[RECORDS FOR THIS EXERCISE]:
□ □ □
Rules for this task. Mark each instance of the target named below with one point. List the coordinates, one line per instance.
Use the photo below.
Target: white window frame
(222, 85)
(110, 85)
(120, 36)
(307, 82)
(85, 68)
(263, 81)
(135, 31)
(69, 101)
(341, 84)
□ □ □
[WRITTEN EXERCISE]:
Make an exact copy of the records.

[SOLUTION BELOW]:
Rules for this task. Mark each instance of the target named below with one point. List the coordinates, one line per instance.
Use the photo below.
Target: white window frame
(222, 85)
(110, 85)
(120, 36)
(307, 82)
(85, 68)
(263, 81)
(135, 31)
(69, 101)
(341, 84)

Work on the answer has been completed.